How this History Changing Innovation Built the Windy City
Chicago Central Station, around the turn of the 20th century. Wikimedia

9. Great Central Station – Central Station

In 1856 the Illinois Central Railroad opened Great Central Station, at the time the largest building in downtown Chicago. Above the depot, which stood on Water Street, the Illinois Central maintained its corporate offices. Behind the depot were eight separate rail lines covered by a train shed. The station featured a masonry façade on Water Street, with the rest of the structure built mostly of wood. Though it suffered severe damage during the Great Fire it remained open for business, receiving trains carrying much of the emergency aid sent to the city. The wooden train shed, destroyed by the fire, was never rebuilt.

The predecessors to the Big Four (the Cleveland, Cincinnati, Chicago and St. Louis Railway) and the railroad itself all used Great Central Station. An idea of the impact of transportation in Chicago can be inferred from the number of trains serviced in the station by the end of the 19th century. In 1892 the station serviced a peak of 100 intercity passenger trains per day, though it was but one of six major train stations in the city. In 1893 the Illinois Central opened Central Station, and demolished the Great Central Station beginning that same year.

How this History Changing Innovation Built the Windy City
Wells Street Station’s impressive architecture made it an early Chicago landmark. Wikimedia

10. Wells Street Station

The land on which sits Chicago’s Merchandise Mart once featured the Wells Street Station. Built by the Chicago and North Western railway and opening in 1881, the station serviced passenger trains for thirty years before the Chicago and North Western replaced it, opening another terminal on the opposite side of the North Branch of the Chicago River. The older station remained in use as a freight terminal, and the Merchandise Mart used the air rights above the station when built in the late 1920s. The Merchandise Mart opened in 1930, with a new freight station built to serve its needs.

Record list
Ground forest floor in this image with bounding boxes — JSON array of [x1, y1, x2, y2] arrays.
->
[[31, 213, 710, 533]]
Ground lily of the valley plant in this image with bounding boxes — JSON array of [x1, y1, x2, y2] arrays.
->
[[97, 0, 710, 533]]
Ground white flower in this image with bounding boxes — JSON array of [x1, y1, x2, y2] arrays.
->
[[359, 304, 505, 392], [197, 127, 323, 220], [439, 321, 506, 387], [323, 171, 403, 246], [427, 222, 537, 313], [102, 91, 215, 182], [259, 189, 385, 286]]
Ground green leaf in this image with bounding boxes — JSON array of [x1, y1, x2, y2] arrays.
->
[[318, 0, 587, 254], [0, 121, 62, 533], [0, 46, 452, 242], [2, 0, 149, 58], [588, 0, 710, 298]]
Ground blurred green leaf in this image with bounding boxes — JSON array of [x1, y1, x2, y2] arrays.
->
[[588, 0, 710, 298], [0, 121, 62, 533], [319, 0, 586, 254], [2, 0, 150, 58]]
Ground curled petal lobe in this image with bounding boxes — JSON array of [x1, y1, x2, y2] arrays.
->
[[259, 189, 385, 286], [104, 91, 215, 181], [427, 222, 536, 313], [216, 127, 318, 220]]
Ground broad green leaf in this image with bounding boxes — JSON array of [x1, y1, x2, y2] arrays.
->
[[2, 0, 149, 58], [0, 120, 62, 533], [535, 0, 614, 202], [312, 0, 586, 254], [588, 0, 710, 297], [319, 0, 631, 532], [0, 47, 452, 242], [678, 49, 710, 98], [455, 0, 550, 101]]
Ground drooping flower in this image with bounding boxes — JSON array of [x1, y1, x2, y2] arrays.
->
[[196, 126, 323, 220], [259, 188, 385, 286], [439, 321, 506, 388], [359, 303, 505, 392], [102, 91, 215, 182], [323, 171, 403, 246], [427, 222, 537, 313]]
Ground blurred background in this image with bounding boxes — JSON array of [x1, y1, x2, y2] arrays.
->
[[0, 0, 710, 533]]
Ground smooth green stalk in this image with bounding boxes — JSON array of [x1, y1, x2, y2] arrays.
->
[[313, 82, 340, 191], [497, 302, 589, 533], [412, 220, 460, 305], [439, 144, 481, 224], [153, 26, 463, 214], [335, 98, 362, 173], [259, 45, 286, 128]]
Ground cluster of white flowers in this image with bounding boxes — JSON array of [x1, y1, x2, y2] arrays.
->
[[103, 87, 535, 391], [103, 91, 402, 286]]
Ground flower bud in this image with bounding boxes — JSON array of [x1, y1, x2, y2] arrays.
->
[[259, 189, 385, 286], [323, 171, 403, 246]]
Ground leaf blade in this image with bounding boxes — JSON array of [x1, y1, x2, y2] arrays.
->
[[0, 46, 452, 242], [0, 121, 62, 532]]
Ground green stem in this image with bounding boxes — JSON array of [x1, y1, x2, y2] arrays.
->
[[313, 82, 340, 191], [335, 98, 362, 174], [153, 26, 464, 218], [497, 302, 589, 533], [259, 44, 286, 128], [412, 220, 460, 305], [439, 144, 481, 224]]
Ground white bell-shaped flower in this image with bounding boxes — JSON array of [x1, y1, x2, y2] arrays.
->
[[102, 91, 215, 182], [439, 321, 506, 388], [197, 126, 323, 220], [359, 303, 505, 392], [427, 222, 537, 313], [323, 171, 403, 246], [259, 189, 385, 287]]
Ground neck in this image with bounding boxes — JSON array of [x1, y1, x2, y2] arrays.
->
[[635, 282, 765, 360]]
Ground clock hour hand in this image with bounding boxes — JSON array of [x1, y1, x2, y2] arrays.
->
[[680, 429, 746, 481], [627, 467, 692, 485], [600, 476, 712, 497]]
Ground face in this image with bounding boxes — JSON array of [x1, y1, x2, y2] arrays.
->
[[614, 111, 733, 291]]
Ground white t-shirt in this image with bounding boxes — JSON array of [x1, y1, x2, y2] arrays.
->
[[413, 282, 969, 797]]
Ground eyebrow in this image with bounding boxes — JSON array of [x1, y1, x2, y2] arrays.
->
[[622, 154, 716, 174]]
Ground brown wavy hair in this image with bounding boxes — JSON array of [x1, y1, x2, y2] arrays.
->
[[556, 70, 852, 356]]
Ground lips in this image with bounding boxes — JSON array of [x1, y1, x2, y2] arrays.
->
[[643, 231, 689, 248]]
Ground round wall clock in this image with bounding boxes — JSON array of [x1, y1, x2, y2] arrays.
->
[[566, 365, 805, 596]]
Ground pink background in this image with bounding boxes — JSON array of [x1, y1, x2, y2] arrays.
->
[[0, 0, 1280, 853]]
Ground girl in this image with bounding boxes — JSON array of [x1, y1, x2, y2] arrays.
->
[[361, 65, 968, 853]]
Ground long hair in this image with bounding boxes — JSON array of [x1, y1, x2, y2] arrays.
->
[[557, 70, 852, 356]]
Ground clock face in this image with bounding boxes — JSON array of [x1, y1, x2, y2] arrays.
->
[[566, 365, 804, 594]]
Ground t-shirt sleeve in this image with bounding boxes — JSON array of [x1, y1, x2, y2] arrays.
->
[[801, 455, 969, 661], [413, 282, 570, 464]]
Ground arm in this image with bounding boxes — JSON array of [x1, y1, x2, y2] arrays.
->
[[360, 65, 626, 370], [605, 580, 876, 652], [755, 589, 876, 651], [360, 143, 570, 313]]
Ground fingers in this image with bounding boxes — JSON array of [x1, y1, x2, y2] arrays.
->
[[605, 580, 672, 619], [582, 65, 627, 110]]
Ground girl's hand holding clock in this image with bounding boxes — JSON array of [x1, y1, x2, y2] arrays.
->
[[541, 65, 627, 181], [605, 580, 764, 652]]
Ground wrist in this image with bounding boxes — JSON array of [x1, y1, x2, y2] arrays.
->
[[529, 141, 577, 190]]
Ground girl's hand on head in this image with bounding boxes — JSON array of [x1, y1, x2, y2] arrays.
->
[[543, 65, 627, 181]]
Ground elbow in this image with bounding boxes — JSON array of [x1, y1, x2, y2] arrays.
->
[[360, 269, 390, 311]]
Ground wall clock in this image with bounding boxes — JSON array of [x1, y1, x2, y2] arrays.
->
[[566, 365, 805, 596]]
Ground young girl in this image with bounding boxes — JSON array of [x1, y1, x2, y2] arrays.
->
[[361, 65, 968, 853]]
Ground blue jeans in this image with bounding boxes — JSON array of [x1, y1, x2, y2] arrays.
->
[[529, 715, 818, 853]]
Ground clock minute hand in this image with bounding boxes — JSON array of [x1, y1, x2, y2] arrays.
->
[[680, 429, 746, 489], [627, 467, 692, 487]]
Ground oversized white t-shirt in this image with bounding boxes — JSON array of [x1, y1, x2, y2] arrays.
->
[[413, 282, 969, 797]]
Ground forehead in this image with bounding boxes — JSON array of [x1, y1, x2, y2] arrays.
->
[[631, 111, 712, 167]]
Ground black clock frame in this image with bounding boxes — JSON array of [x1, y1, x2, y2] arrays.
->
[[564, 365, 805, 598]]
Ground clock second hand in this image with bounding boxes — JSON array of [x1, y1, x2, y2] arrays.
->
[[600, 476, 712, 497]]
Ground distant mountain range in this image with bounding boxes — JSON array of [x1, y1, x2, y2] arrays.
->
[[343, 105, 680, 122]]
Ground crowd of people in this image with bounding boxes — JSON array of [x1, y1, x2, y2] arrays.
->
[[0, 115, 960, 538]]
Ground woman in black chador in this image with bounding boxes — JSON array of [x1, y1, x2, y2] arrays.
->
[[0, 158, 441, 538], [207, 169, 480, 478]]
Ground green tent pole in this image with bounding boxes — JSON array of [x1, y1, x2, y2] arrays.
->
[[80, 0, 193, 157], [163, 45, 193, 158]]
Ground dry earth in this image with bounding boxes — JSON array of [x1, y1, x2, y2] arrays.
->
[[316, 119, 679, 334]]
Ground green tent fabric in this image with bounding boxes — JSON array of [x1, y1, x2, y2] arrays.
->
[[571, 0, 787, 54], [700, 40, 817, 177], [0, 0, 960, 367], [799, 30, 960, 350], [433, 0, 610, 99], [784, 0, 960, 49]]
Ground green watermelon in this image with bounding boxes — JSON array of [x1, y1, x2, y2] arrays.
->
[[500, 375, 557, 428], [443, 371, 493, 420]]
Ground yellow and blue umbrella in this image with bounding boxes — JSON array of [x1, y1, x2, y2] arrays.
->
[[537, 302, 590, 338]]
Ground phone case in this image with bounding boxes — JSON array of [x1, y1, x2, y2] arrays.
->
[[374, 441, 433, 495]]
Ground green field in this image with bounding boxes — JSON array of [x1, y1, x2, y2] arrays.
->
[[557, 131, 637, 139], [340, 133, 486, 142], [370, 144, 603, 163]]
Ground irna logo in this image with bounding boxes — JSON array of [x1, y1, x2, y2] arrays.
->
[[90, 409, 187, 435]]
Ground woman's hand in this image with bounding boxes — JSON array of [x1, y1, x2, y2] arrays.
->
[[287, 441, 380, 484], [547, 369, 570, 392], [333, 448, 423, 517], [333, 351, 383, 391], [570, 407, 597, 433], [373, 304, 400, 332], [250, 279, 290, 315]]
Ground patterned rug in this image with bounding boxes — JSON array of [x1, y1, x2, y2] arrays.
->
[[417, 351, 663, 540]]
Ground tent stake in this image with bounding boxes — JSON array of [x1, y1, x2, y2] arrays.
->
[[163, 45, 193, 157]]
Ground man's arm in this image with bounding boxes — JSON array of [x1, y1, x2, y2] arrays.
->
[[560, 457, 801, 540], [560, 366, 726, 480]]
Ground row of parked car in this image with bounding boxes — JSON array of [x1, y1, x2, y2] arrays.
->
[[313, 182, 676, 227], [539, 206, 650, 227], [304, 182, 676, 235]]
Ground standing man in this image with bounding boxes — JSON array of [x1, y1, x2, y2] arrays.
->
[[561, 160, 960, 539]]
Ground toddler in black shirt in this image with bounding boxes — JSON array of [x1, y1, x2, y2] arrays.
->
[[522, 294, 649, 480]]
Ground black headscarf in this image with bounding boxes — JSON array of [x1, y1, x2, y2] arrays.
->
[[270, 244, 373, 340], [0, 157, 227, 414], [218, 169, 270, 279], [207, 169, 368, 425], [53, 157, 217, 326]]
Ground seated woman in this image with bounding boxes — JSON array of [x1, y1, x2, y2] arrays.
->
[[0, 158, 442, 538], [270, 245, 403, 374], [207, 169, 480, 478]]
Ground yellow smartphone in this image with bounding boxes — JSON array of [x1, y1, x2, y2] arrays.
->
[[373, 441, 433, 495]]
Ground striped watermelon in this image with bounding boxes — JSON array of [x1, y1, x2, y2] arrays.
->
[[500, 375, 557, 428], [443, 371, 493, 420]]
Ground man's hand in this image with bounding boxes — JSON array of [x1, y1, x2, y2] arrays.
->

Your tasks
A. Write out the stretch of the Chicago train stations article from "The land on" through "serve its needs.".
B. Extend the Chicago train stations article past its final sentence.
The items are separate from the Chicago train stations article.

Exercise responses
A.
The land on which sits Chicago’s Merchandise Mart once featured the Wells Street Station. Built by the Chicago and North Western railway and opening in 1881, the station serviced passenger trains for thirty years before the Chicago and North Western replaced it, opening another terminal on the opposite side of the North Branch of the Chicago River. The older station remained in use as a freight terminal, and the Merchandise Mart used the air rights above the station when built in the late 1920s. The Merchandise Mart opened in 1930, with a new freight station built to serve its needs.

B.
Wells Street Station provided an important link for residents of the city’s suburbs, arriving in the city daily for work. In 1893 the station serviced about 200 trains per day, accommodating an average of 32,000 passengers. The five-story station, which also provided office space for railroad executives and workers, stood before a train shed which covered 12 tracks. Wells Street Station serviced the trains of its parent company exclusively, the only one of the six main stations in Chicago used by a single railroad. Its central tower became an early Chicago landmark, rising 188 feet into the air and featuring a large clock on each of its four sides beneath its steeple.

How this History Changing Innovation Built the Windy City
Dearborn Station as it appeared before a fire destroyed the roofs on the building and clocktower. Wikimedia

11. Dearborn Station

When it opened in 1885, Dearborn Station featured steeply pitched roofs above its three stories of usable space, and a twelve-story clock tower. During a rebuild in the early 1920s, the steep roofs and dormers were removed. Ten tracks, protected by a large train shed, accommodated trains arriving and departing. The amenities within the station included one of Fred Harvey’s restaurants, with the famed Harvey Girls waiting on passengers and others. At its height, the station serviced 146 trains per day, including some of the famous trains from the Golden Age of Railroading.

The Atchison, Topeka, and Santa Fe’s Super Chief used Dearborn Station as its Chicago destination, as did the railroad’s El Capitan and Chief. The Chesapeake and Ohio’s Pere Marquette began using Dearborn station in the 1960s. Canada’s Grand Trunk Western trains also used Dearborn Station when arriving in Chicago. Dearborn Station ceased operating as a railroad station when Amtrak discontinued operations there in 1971. The tracks which formerly provided workers and commerce to the city are now the site of Dearborn Park, and the station itself serves as commercial and retail space.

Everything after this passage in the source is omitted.